TEXT EXTRACT
- - - -
Date: Apr 08, 2016
Magazine:
WG&S April 2016

The global population of 7.3 billion is growing at an annual rate of 1.1 percent—approximately 75 million people every year.  According to the Food and Agricultural Organization (FAO), feeding a world population of 9.7 billion people in 2050 will require increasing overall food production by about 70 percent.  Key challenges to accomplishing this include land and water availability and the need for innovative and new technologies to address labor shortages, mitigate climate change and increase efficiencies.  What we don’t often hear, however, are the disturbing statistics related to food waste.

The National Geographic magazine published an article recently entitled, “How Ugly Fruits and Vegetables Can Help Solve World Hunger.”  This story covers food waste data and statistics and points out that while nearly 800 million people worldwide suffer from hunger, globally close to 2.9 trillion pounds of food is squandered annually − more than double the food necessary to feed those in need.

In the United States, 40 percent of all the food produced is wasted—approximately $165 billion annually, according to a 2012 Natural Resources Defense Council report.  This is equivalent to 20 pounds per person per month—enough to fill 730 football stadiums per year.  These statistics on food waste present a staggering reality that should not be ignored.  Current food waste in the 21st century is a reality difficult to conceive considering the hunger of so many people and the challenges agriculture faces to produce more with less resources and inputs.
- - - -
(Location labeling records)

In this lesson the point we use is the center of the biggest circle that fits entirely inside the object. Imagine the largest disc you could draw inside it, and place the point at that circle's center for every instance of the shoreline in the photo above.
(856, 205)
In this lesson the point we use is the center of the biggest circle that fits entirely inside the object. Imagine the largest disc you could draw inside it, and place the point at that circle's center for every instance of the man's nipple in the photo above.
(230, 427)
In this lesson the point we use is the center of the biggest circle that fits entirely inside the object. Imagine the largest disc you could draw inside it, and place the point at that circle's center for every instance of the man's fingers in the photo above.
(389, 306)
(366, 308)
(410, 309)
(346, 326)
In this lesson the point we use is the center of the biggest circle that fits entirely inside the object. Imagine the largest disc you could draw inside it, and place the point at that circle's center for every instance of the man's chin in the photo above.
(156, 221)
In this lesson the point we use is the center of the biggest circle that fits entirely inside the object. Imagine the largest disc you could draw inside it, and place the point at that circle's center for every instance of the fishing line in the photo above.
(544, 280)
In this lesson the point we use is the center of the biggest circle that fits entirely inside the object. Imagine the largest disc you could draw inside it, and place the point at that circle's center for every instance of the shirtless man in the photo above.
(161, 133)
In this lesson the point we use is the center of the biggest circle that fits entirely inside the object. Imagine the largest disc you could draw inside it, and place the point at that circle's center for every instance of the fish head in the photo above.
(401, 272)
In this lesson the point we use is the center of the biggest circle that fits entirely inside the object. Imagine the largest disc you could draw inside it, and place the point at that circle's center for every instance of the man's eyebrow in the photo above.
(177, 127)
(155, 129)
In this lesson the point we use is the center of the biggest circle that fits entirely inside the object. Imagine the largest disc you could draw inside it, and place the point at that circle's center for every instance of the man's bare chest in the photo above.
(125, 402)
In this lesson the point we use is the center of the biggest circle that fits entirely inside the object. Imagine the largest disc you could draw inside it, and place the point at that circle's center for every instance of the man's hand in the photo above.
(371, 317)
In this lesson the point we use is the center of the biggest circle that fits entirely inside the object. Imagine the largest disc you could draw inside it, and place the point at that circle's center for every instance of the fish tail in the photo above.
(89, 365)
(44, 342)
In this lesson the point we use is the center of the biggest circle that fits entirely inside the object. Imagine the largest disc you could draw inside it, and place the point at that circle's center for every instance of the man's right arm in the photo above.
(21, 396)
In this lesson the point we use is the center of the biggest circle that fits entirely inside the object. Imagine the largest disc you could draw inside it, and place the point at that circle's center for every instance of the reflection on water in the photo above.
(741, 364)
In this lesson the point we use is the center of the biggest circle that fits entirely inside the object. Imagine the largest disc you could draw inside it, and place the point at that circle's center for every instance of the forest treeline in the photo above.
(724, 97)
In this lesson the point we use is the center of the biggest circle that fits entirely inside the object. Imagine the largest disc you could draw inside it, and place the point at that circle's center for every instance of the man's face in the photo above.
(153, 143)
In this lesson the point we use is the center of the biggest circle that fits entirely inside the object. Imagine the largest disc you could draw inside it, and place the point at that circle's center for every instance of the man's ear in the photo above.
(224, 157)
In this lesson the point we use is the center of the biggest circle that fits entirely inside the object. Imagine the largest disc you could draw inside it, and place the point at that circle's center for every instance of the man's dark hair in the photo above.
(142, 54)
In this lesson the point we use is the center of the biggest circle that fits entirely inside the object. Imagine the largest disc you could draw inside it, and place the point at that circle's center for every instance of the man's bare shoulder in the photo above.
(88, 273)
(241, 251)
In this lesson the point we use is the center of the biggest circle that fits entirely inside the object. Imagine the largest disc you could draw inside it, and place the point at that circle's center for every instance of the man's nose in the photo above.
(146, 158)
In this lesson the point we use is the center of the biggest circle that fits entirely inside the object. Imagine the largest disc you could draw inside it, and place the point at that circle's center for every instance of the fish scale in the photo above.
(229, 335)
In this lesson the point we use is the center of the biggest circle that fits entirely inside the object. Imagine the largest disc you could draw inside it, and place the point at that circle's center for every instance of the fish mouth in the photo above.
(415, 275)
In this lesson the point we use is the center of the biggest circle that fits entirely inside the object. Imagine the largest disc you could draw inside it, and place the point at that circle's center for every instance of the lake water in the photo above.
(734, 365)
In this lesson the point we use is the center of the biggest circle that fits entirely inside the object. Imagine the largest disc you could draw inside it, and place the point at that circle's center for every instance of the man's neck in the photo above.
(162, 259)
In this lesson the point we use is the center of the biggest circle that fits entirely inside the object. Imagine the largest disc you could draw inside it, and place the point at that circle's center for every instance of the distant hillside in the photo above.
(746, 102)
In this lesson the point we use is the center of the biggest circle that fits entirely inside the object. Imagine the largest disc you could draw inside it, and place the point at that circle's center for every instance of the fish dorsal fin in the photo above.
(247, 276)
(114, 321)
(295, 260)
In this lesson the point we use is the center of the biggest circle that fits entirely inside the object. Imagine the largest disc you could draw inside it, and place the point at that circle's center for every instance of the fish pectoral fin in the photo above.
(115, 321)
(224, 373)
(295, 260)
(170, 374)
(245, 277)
- - - -
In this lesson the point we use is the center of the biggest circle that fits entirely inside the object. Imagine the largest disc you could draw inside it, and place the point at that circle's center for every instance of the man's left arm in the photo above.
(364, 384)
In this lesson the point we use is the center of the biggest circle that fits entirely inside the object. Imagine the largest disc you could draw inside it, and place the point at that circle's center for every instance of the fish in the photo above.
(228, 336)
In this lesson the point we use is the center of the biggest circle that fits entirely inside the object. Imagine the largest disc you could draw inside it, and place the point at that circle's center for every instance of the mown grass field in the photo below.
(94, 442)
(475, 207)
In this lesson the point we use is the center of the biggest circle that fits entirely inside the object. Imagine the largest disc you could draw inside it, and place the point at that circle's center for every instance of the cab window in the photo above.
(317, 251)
- - - -
OBJECTIVE 1
Translate this sentence from the food waste article into Spanish: "These statistics on food waste present a staggering reality that should not be ignored."
OBJECTIVE 2
Using the food waste article, answer each question:
(a) At what annual rate is the global population growing?
(b) How many people worldwide suffer from hunger, according to the National Geographic story?
(c) In what year did the Natural Resources Defense Council publish its report on U.S. food waste?
The location labeling listing has no connection to the food waste article.

TASK OUTPUT 1
Estas estadísticas sobre el desperdicio de alimentos presentan una realidad abrumadora que no debe ignorarse.

TASK OUTPUT 2
(a) 1.1 percent
(b) Nearly 800 million
(c) 2012